:: TEXTE À LIRE

14 décembre 2025
Temu perquisitionné à Dublin : soupçons de subventions chinoises et implications pour l'UE

Temu perquisitionné à Dublin : soupçons de subventions chinoises et implications pour l'UE
Par Laetitia Lamari et Adrien Naeem
Résumé
Le siège européen de Temu à Dublin a été perquisitionné début décembre 2025 par des régulateurs de la Commission européenne, soupçonnant des subventions d'État chinoises en faveur du détaillant en ligne, filiale du groupe PDD Holdings. L'enquête s'inscrit dans le cadre du règlement de l'UE sur les subventions étrangères (FSR) et intervient alors que la Commission prépare des mesures sur le commerce électronique transfrontalier.
Les faits
Selon le rapport traduit de Reuters publié le 11 décembre 2025, les autorités européennes ont mené une inspection inopinée des locaux de Temu en Irlande. « Ça chauffe chez Temu. Le siège européen de Temu à Dublin a été perquisitionné la semaine dernière par les régulateurs de l'UE qui s'inquiètent de possibles subventions d'État chinoises », souligne Adrien Naeem.
La perquisition s'inscrit dans l'application du règlement sur les subventions étrangères (FSR) de la Commission, qui vise à détecter et sanctionner les aides publiques étrangères susceptibles de fausser la concurrence sur le marché unique. En cas de manquement, la Commission peut infliger des amendes allant jusqu'à 10 % du chiffre d'affaires annuel consolidé d'une entreprise.
Temu, lancée en avril 2023 et filiale de PDD Holdings, revendique environ 116 millions d'utilisateurs mensuels en moyenne dans l'Union européenne selon son dernier rapport de transparence. La plateforme est devenue un acteur majeur du commerce en ligne en Europe grâce à une offre très bon marché sur une large gamme de produits.
Contexte réglementaire et commercial
La perquisition intervient alors que l'UE s'inquiète d'un afflux de petits envois à faible valeur venus de Chine, facilités par une exonération douanière pour les colis de moins de 150 euros. Les acteurs européens du commerce estiment que cette exemption crée une distorsion de concurrence en faveur de plateformes proposant des prix très bas.
La Commission européenne prévoit de supprimer cette exemption d'ici la fin de l'année prochaine, dans une série de mesures visant à rétablir l'équité concurrentielle.
Par ailleurs, Temu faisait déjà l'objet l'an dernier d'une enquête de la Commission au titre du cadre sur les services numériques, avec des conclusions préliminaires selon lesquelles la plateforme ne prendrait pas suffisamment de mesures pour empêcher la vente de produits illégaux.

::::
:: EXTRAITS DE LIGNES

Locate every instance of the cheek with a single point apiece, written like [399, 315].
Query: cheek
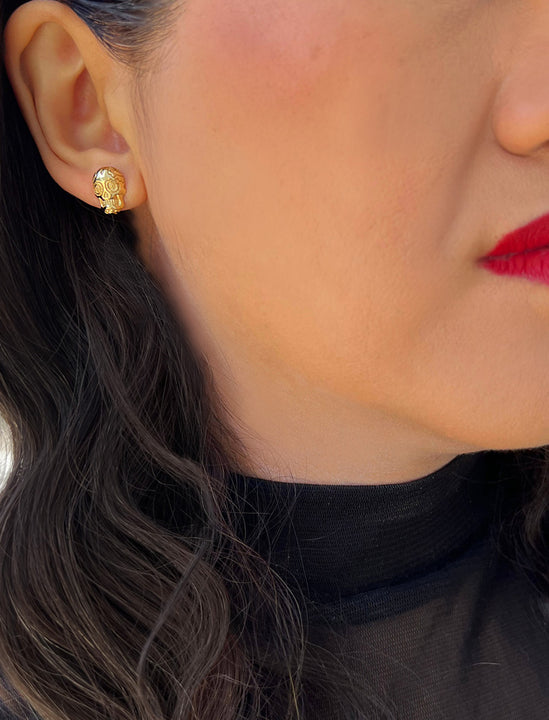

::::
:: EXTRAITS DE LIGNES

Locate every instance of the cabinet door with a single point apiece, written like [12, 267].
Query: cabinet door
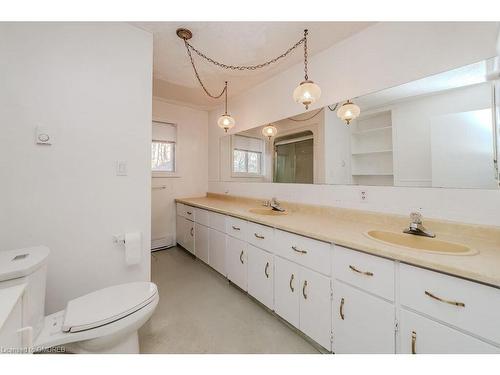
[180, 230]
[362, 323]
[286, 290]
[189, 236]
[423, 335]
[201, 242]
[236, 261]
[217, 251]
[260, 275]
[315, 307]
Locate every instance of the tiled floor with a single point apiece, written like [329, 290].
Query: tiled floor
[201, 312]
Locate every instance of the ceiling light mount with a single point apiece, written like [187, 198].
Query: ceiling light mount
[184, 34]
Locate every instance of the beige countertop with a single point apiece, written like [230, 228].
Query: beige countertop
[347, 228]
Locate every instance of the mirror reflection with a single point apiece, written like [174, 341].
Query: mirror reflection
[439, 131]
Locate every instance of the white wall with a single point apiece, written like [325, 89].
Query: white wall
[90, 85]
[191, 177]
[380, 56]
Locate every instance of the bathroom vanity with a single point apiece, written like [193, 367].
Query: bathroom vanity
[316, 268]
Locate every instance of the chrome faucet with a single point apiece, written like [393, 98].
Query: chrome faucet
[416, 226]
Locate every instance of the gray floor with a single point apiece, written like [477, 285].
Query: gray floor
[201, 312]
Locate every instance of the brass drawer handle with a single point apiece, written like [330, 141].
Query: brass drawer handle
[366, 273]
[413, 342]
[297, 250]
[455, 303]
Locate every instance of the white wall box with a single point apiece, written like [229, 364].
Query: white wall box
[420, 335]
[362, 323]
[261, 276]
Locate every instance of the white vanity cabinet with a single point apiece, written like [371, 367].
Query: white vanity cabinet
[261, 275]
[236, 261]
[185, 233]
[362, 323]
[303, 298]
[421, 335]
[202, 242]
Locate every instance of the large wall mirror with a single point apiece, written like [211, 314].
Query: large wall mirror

::::
:: EXTRAITS DE LIGNES

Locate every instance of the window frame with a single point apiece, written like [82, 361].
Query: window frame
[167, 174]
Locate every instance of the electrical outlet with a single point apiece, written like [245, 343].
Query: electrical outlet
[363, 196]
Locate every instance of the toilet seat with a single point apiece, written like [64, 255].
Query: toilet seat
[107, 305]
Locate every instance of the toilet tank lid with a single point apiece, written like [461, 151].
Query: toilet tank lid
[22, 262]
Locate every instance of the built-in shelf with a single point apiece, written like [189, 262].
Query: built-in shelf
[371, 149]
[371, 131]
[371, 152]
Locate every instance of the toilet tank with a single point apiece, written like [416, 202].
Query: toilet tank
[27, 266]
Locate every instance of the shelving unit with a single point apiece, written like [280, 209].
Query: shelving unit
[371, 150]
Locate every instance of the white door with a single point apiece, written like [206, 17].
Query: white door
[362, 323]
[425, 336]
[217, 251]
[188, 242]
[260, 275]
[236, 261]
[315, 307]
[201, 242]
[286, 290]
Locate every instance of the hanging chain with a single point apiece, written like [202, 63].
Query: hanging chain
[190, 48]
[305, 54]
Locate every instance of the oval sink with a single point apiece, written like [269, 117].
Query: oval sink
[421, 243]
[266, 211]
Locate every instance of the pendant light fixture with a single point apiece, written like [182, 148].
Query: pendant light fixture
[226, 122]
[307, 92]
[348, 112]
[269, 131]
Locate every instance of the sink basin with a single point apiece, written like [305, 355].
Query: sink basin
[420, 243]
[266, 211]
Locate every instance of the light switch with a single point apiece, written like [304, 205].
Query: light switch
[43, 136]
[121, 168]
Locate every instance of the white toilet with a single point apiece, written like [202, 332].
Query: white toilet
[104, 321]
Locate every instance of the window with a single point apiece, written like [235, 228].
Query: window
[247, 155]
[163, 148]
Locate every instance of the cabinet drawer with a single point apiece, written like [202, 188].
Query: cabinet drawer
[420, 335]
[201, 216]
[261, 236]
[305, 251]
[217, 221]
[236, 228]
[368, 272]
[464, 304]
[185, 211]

::::

■ VOTRE TÂCHE
Recopiez à l'identique le passage de l'article sur Temu qui commence par « Par ailleurs, Temu » et se poursuit jusqu'à « de produits illégaux. ». Les lignes n'ont aucun rapport avec l'article sur Temu.

■ SOLUTION DU PROBLÈME
Par ailleurs, Temu faisait déjà l'objet l'an dernier d'une enquête de la Commission au titre du cadre sur les services numériques, avec des conclusions préliminaires selon lesquelles la plateforme ne prendrait pas suffisamment de mesures pour empêcher la vente de produits illégaux.